Zadania do wykonania:
(1) Przepisz wiernie fragment tekstu o cenach pelletu między „W ostatnich miesiącach” a „pogarsza) i pogoda.” włącznie.
(2) Proszę napisać dalszy ciąg tekstu o cenach pelletu, zaczynając od miejsca, w którym się kończy.

Fragment tekstu:
W ostatnich miesiącach w programie „Czyste Powietrze” na popularności zyskują kotły na pellet. Obecnie ceny tego paliwa wahają się w przedziale od 1200 do 1700 zł za pellet certyfikowany, wysokiej jakości. Do ogrzania domu jednorodzinnego w sezonie grzewczym potrzeba od 5 do 8 ton pelletu, a wpływ na wielkość zużycia paliwa ma kubatura obiektu i jego ocieplenie, a także sprawność kotła (którą złej jakości pellet pogarsza) i pogoda.
– Opierając się na aktualnych danych, koszt certyfikowanego pelletu w ilości niezbędnej do ogrzania domu w sezonie grzewczym wyniesie od 7,5 tys. do ponad 12 tys. złotych. Nie wiadomo, jak kształtować się będą ceny pelletu w przyszłości. Jednak wzrost zainteresowania tego rodzaju paliwem, naturalne pokłosie częstszego wyboru kotłów, siłą rzeczy będzie impulsem, który może przełożyć się na jego cenę, a także dostępność. Zgodnie z nieubłaganymi prawami ekonomii, jak zwracają uwagę eksperci i komentatorzy – dodaje Krasowski.

Dostępne dane:
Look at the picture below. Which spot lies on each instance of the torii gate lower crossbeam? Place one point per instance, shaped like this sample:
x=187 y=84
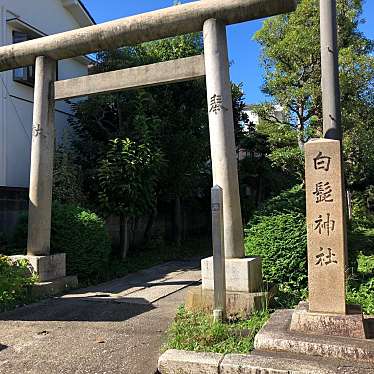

Zestaw odpowiedzi:
(1)
W ostatnich miesiącach w programie „Czyste Powietrze” na popularności zyskują kotły na pellet. Obecnie ceny tego paliwa wahają się w przedziale od 1200 do 1700 zł za pellet certyfikowany, wysokiej jakości. Do ogrzania domu jednorodzinnego w sezonie grzewczym potrzeba od 5 do 8 ton pelletu, a wpływ na wielkość zużycia paliwa ma kubatura obiektu i jego ocieplenie, a także sprawność kotła (którą złej jakości pellet pogarsza) i pogoda.

(2)
Jakie inwestycje warto rozważyć, aby długofalowo obniżyć koszty ogrzewania domu
Termomodernizacja jest jednym z najskuteczniejszych sposobów na obniżenie kosztów ogrzewania. Polega ona na wzmocnieniu izolacji budynku, co pomaga zatrzymać ciepło wewnątrz. Dzięki temu działaniu zużycie energii pierwotnej (czyli tej jeszcze nieprzetworzonej) może spaść nawet o 40 proc. rocznie. Przekłada się to na obniżkę rachunków. Niemal 1/3 osób wskazuje, że oszczędzają rocznie od jednego do 3 tys. złotych. Termomodernizacja zmniejsza również zużycie paliw, co przekłada się na mniejsze skutki zdrowotne związane z emisjami zanieczyszczeń. Mimo to jej cena jest dla wielu konsumentów barierą.
– Koszt kompleksowego przedsięwzięcia może sięgać nawet 50 tys. zł, dlatego wiele osób wybiera tańsze, ale mniej efektywne opcje. Pomimo że termomodernizacja pozwala na zaoszczędzenie pieniędzy w dłuższym okresie, Polacy wciąż nie są skłonni wydawać na nią dużych środków – wyjaśnia Laura Ziencina z Intrum.
Kolejnym sposobem na rozwiązanie problemu wysokich opłat za energię jest zastosowanie pomp ciepła. Korzysta z nich obecnie jednak jedynie 5 proc. badanych. Sprzęt ten pobiera ciepło z otoczenia i przekazuje je do budynku.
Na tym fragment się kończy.